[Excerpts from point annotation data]
============================================================
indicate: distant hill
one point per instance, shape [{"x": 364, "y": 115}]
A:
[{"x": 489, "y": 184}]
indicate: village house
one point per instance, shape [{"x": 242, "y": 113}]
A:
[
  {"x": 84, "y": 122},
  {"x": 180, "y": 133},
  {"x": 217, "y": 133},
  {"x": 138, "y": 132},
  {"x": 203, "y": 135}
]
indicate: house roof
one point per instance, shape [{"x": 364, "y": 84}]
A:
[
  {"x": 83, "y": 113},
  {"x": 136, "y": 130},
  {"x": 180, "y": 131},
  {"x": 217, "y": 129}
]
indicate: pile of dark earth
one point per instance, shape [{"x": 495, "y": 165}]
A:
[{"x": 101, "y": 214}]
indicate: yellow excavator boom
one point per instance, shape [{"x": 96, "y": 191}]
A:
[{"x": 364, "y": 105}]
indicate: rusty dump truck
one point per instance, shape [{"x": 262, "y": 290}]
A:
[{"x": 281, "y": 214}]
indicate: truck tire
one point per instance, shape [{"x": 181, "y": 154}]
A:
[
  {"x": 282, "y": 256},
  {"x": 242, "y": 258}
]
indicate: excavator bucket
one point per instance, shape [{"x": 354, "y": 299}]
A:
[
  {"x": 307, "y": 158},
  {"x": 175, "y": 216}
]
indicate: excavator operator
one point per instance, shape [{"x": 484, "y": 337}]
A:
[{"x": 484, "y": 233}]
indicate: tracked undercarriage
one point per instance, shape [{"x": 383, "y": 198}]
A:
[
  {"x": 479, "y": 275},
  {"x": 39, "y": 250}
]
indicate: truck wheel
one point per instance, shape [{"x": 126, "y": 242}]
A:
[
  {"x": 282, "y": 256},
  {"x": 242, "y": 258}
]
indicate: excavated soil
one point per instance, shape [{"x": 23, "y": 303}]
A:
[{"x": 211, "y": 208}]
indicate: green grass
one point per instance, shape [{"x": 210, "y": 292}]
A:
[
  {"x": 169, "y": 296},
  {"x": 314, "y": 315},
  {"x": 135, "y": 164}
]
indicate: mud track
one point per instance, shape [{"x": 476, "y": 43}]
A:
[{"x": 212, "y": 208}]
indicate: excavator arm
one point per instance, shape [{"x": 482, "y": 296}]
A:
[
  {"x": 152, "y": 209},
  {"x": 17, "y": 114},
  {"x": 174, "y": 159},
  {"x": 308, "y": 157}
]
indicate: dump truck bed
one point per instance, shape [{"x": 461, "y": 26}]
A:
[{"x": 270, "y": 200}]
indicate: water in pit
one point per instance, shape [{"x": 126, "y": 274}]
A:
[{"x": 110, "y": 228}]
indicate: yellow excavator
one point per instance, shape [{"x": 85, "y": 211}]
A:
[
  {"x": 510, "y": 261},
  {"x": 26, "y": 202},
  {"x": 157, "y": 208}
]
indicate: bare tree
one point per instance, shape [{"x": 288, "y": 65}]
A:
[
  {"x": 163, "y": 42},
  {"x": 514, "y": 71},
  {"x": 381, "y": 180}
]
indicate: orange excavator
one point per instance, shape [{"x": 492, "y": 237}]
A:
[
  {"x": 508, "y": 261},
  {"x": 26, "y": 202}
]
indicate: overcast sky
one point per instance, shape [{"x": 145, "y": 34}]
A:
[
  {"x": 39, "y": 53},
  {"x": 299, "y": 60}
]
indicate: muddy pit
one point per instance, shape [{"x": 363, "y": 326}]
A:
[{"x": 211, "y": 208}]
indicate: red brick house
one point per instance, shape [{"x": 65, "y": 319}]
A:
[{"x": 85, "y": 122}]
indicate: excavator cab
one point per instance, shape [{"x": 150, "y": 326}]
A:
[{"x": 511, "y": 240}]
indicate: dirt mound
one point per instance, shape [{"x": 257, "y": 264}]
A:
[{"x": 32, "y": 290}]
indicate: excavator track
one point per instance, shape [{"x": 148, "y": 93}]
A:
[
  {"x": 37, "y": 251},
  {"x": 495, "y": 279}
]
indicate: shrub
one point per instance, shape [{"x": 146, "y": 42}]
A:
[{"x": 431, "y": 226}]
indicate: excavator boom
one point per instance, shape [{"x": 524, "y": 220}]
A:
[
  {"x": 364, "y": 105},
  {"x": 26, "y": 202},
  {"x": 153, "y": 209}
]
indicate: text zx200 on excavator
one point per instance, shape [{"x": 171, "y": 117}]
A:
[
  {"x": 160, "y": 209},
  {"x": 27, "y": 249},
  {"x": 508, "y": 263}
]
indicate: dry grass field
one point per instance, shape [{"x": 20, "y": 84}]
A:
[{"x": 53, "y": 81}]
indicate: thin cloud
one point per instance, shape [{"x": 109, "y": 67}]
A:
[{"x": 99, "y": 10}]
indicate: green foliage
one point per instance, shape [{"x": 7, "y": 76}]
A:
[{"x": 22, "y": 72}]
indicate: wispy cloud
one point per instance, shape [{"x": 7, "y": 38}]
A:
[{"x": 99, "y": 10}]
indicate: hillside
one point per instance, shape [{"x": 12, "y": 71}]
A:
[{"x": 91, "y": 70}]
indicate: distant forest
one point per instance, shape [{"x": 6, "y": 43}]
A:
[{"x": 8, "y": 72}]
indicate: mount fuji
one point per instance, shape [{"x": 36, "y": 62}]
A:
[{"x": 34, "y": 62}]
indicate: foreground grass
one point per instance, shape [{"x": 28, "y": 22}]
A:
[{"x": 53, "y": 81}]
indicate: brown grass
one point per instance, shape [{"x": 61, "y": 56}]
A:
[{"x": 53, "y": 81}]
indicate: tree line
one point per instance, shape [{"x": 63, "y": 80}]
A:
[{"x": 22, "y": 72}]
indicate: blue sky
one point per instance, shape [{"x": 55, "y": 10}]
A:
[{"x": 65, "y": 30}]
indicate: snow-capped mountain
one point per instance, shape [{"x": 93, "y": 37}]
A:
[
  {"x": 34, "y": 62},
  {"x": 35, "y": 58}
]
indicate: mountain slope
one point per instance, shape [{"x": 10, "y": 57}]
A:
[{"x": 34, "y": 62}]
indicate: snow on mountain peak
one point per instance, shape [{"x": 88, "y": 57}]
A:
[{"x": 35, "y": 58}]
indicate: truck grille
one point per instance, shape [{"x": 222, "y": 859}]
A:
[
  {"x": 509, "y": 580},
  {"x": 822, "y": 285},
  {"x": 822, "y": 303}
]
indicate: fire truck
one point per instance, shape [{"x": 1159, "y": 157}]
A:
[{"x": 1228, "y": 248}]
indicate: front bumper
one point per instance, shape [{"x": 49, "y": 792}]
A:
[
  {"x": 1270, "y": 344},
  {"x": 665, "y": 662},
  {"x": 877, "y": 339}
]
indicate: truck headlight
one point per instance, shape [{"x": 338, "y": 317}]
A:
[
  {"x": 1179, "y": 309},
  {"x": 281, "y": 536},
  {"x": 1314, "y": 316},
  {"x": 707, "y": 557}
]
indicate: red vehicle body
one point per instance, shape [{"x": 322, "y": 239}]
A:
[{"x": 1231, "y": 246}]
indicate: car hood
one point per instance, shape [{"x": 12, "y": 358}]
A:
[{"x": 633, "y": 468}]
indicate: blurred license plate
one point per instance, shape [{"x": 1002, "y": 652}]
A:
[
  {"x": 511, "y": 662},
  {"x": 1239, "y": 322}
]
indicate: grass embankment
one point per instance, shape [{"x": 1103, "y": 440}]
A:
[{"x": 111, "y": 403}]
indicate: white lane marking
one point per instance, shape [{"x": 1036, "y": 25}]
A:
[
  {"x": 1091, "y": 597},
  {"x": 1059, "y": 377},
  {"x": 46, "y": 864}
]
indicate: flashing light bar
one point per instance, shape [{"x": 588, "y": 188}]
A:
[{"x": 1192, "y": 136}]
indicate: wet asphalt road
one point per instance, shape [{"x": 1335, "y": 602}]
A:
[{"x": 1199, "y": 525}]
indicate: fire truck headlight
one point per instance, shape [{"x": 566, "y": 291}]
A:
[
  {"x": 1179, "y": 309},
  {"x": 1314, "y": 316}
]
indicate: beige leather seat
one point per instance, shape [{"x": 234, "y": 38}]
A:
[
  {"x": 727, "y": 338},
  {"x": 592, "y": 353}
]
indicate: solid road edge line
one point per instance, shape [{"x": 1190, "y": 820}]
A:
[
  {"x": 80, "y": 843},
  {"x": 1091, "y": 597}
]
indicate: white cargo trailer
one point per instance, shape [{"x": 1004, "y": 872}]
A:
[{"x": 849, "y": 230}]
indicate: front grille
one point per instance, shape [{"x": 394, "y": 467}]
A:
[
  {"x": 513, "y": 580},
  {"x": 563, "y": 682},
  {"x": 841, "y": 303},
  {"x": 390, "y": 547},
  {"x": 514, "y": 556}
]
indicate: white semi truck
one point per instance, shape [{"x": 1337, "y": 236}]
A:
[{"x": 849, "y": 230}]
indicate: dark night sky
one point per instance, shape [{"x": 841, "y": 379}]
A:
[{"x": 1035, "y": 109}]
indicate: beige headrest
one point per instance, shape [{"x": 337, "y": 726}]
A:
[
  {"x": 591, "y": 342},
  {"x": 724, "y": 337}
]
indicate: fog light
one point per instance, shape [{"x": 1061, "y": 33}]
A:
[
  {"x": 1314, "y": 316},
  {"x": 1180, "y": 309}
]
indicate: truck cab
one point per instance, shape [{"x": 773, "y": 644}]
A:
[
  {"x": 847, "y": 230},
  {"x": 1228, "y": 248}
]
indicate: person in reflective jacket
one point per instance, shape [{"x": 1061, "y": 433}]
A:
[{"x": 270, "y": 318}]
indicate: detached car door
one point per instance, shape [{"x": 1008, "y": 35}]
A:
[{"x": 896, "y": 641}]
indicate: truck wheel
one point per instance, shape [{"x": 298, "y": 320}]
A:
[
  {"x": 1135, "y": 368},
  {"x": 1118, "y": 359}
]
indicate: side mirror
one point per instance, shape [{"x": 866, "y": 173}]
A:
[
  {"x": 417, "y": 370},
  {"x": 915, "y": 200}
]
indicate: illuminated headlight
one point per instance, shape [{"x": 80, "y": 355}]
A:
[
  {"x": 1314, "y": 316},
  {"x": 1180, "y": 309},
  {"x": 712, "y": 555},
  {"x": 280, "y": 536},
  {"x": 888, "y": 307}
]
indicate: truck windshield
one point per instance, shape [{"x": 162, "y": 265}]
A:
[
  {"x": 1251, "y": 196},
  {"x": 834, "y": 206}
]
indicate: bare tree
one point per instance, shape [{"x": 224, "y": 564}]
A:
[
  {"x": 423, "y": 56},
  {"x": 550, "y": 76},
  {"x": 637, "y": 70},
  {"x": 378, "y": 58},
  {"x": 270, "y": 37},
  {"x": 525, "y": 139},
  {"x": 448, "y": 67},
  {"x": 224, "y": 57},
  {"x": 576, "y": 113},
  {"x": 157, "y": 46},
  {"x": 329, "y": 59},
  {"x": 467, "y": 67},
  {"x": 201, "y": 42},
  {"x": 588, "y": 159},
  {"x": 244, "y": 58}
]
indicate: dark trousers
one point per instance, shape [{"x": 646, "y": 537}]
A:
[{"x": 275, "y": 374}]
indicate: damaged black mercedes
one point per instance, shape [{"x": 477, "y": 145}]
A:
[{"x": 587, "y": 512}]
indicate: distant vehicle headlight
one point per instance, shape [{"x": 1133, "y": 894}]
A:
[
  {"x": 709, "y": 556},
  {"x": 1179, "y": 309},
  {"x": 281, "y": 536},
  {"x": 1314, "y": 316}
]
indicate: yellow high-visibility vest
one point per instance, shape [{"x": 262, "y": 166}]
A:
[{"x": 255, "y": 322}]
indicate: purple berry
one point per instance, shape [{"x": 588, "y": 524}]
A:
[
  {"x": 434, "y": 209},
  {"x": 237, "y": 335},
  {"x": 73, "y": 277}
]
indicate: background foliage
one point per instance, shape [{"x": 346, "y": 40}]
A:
============================================================
Rewrite the part of the records that opens with the line containing "indicate: yellow high-visibility vest" and runs through the end of the records, including the requests. Rescale every coordinate in the answers by 1.05 and round to whole numbers with halves rounded up, leaving the requests and their format samples unchanged.

▶ EXERCISE SOLUTION
indicate: yellow high-visibility vest
one point per instance, shape [{"x": 262, "y": 166}]
A:
[{"x": 268, "y": 338}]
indicate: purple berry
one point per instance, shape [{"x": 588, "y": 524}]
A:
[
  {"x": 456, "y": 219},
  {"x": 249, "y": 352},
  {"x": 77, "y": 291}
]
indicate: background foliage
one point per instance, shape [{"x": 346, "y": 40}]
A:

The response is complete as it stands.